══ TEXT SEGMENT ══
She was going through a divorce at the time and suspects stress might have
triggered the outbreak. She also suffered from lifelong recurrent cold sores,
another herpes virus.

Twenty years later, in 1990, Southon made a painful mistake that reminded her
of that vulnerability.

"What happened was, I stuck a hard contact (lens) in my mouth, not knowing
I was getting a cold sore. I put it into my eye and did it with the other
contact, too.

"I developed cold sores on both corneas. That was very painful and went on
for several weeks before the doctors finally figured out what it was," she
said. The doctor put her on medication for shingles and the problem cleared up,
though not before doing damage she says will one day require cornea
transplants.

Coincidentally or not, Southon said she has not had any cold sores since she
took the shingles medicine.

Her son, Paul Flinton, also had chickenpox as a child. At age 15, Paul got
shingles, too — also remarkable, doubly so given his mother's similar history.
The shingles spread along his neck, primarily on the right side, up to his jaw
line; he even had a spot on his forehead.

"The doctor did diagnose it as shingles and was just amazed someone that
young had developed it," Southon recalled. It was also a stressful period
in Paul life's, she said, but the ongoing family pattern suggests unusual,
inherited susceptibility to the virus.

"It just seems there is a genetic weakness towards it, a tendency to pick
up the herpes virus and run with it," Mary Southon said. Given that, they
might not have enrolled Paul son's Jimmy in the ProQuad trial if they knew it
had 10 times the standard dose of chickenpox virus.
═══
> **TASK PROMPT**
Rewrite the shingles passage from "The shingles spread" to "to the virus.", putting "difficult" in place of "stressful".
══ INFORMATION SUPPLIED ══
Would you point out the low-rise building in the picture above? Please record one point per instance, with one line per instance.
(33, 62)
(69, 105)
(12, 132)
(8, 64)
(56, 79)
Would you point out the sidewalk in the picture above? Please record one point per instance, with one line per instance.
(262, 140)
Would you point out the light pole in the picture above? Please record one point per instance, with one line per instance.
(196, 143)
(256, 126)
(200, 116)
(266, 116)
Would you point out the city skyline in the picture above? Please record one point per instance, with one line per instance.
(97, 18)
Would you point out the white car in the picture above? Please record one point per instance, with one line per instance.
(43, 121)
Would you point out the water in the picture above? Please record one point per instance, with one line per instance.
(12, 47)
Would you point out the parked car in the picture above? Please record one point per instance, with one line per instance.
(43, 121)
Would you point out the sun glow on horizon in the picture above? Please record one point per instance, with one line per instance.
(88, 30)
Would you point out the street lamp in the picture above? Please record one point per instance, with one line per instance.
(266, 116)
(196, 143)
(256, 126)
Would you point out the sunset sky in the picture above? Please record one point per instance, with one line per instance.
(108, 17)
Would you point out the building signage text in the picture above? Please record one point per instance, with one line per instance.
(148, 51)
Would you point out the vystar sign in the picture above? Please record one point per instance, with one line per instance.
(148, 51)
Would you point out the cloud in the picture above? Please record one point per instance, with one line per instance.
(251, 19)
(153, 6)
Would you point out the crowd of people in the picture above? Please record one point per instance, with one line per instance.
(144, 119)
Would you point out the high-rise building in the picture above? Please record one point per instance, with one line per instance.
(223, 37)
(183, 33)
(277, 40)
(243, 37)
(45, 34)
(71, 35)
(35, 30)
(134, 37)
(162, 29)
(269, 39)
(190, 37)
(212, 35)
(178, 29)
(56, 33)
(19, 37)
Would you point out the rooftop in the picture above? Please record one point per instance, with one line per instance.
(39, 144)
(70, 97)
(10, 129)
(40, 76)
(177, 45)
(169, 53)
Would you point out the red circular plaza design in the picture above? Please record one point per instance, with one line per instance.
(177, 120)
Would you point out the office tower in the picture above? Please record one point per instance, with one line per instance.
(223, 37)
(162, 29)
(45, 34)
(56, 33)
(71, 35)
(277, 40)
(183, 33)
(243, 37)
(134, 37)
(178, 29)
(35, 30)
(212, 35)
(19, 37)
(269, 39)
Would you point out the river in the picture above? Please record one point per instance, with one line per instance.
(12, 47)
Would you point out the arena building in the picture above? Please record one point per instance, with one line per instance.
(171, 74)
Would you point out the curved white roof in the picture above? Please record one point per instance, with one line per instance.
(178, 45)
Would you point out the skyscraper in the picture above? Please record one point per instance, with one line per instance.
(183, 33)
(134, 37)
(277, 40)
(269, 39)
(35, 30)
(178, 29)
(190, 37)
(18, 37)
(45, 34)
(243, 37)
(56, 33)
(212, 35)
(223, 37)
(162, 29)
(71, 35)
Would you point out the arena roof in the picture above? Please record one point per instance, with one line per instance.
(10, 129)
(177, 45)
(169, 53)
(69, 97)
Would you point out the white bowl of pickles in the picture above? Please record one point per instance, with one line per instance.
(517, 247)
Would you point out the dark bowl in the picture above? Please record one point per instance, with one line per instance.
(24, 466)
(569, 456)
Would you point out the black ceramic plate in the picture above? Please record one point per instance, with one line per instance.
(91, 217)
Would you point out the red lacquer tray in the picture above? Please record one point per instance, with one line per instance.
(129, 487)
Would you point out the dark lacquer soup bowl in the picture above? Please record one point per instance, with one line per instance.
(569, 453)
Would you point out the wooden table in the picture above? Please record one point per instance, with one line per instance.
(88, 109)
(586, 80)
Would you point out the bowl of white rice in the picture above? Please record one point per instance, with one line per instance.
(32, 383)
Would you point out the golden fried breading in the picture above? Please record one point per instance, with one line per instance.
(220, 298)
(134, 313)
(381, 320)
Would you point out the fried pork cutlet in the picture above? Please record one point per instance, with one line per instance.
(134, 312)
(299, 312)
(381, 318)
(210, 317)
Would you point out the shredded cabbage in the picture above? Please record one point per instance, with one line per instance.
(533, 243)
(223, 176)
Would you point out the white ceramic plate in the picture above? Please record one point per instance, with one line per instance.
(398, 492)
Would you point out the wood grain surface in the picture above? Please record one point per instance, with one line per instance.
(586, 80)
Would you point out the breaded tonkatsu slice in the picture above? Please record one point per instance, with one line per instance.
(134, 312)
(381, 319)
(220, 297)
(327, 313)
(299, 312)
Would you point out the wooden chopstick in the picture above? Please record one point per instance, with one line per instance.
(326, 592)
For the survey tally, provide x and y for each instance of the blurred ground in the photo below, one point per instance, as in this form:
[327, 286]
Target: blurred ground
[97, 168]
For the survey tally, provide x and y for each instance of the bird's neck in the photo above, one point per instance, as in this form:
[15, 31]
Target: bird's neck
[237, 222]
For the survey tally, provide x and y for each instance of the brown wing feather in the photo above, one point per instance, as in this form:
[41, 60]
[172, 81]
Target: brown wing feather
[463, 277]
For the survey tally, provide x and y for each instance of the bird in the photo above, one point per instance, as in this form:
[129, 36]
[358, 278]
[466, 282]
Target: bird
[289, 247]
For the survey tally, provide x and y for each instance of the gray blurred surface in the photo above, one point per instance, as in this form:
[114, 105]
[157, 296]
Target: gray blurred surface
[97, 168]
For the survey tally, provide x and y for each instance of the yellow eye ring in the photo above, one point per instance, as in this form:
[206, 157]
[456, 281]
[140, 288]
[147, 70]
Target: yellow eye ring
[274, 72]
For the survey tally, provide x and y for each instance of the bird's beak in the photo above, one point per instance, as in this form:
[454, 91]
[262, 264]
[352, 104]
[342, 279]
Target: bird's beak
═══
> **SOLUTION TO THIS PROBLEM**
The shingles spread along his neck, primarily on the right side, up to his jaw
line; he even had a spot on his forehead.

"The doctor did diagnose it as shingles and was just amazed someone that
young had developed it," Southon recalled. It was also a difficult period
in Paul life's, she said, but the ongoing family pattern suggests unusual,
inherited susceptibility to the virus.